EP3106652A1

EP3106652A1 - A cover member for a crankcase of an engine

Info

Publication number: EP3106652A1
Application number: EP15001805.9A
Authority: EP
Inventors: Ìñigo Guisasola
Original assignee: Caterpillar Energy Solutions GmbH
Current assignee: Caterpillar Energy Solutions GmbH
Priority date: 2015-06-18
Filing date: 2015-06-18
Publication date: 2016-12-21

Abstract

A cover member (140) for a main bearing (132) for a crankshaft (124) of an engine (100) is provided. The main bearing (132) is configured to rotatably support the crankshaft (124) in a crankcase (122) of the engine (100). The cover member (140) is disposed between the main bearing (132) and the crankcase (122). The cover member (140) is configured to at least partially enclose the main bearing (132).

Description

Technical Field

The present disclosure relates to an engine, and particularly to a cover member for directing a lubricating fluid away from a crankcase of the engine.

(Coordinate annotation entries)
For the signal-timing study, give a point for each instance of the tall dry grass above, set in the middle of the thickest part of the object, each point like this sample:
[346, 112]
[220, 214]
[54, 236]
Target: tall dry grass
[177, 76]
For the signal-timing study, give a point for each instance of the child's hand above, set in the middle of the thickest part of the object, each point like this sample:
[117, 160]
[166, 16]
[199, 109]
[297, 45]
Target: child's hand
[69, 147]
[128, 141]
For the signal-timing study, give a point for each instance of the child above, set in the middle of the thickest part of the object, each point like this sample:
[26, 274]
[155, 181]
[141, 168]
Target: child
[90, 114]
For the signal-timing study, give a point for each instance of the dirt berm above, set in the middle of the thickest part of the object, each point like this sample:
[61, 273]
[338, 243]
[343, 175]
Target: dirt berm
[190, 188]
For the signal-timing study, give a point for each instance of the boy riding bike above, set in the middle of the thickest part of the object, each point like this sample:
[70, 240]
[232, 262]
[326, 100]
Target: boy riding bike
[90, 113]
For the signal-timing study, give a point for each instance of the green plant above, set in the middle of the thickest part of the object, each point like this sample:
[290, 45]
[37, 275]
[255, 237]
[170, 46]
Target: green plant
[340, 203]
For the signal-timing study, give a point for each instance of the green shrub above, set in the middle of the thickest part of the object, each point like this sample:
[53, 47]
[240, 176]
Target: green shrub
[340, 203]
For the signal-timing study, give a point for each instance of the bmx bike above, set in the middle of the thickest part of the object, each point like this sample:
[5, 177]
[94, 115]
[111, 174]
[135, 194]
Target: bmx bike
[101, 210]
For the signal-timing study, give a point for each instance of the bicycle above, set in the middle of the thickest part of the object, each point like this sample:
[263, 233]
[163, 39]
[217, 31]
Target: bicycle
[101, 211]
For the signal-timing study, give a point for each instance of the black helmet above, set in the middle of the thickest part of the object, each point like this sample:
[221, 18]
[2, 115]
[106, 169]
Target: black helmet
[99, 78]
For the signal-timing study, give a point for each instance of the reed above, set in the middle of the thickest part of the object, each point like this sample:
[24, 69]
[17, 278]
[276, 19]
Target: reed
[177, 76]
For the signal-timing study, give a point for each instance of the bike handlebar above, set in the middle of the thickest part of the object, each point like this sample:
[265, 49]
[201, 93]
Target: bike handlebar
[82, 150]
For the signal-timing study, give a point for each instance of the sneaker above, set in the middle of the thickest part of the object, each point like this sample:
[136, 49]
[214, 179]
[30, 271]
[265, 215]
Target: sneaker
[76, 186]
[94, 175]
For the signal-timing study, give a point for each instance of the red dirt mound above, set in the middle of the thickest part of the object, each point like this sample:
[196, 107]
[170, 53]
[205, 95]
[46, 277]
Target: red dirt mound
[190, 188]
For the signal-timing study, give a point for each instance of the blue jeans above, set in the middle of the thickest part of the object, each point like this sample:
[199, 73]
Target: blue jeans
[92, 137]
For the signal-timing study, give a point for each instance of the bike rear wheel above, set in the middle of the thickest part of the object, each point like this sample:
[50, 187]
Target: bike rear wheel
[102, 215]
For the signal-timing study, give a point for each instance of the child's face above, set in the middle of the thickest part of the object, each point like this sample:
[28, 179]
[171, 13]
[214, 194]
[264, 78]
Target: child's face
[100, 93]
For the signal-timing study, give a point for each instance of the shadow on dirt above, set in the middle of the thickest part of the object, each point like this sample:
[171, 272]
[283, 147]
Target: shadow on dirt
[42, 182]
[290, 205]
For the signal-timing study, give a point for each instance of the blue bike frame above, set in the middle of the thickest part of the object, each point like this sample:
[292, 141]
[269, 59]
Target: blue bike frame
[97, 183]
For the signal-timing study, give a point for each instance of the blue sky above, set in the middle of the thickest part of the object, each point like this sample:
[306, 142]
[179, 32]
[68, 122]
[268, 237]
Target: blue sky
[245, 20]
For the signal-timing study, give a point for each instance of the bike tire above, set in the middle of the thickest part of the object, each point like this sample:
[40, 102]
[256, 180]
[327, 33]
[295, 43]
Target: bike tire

## List of tasks
**A)** Using the crankcase cover patent above, decide whether each statement agrees with it. Answer yes or no for each, and quote the deciding words. (i) The cover member sits between the main bearing and the crankcase. (ii) The filing date falls later than the priority date. (iii) The current assignee is a different company from the original assignee.
**B)** Print the stretch of the crankcase cover patent from "Technical Field" through "of the engine.".
**C)** Give what follows in the crankcase cover patent, starting after its last sentence.

## Per-task outputs
**A)**
(i) Yes: "The cover member (140) is disposed between the main bearing (132) and the crankcase (122)."
(ii) No: "Priority date: 2015-06-18" and "Filing date: 2015-06-18"
(iii) No: "Original assignee: Caterpillar Energy Solutions GmbH" and "Current assignee: Caterpillar Energy Solutions GmbH"

**B)**
Technical Field

The present disclosure relates to an engine, and particularly to a cover member for directing a lubricating fluid away from a crankcase of the engine.

**C)**
Background

A typical engine system includes an engine body having one or more casted components, such as a cylinder block, a cylinder head etc. One or more fluid passages are formed in the engine body for receiving and transporting lubricating oil and/or a coolant to relevant portions of the engine. The lubricating oil may be supplied to different bearing components and other moving components, such as a crankshaft, a connecting rod and the like. In some cases, a surface of the piston or piston rings may deflect the oil from the cylinder to a crankcase and/or counterweights of the crankshaft that are located below the cylinder. Moreover, the oil may fall from the cylinder through a gap between the crankcase and the crankshaft onto the counterweights. However, a contact of the oil with the counterweight and/or a presence of oil mist in the crankcase provides resistance to a movement of counterweights and thereby the crankshaft in the mist, which may decrease the efficiency of the engine.
For reference, U.S patent 7,617,810 discloses a casing that is provided to be disposed around at least a portion of a counterweight of a balance shaft in order to define a circumferential surface surrounding the counterweight which has a generally constant radius relative to the axis of rotation. The function of the casing is to reduce or eliminate aeration of oil in which the balance shaft is disposed.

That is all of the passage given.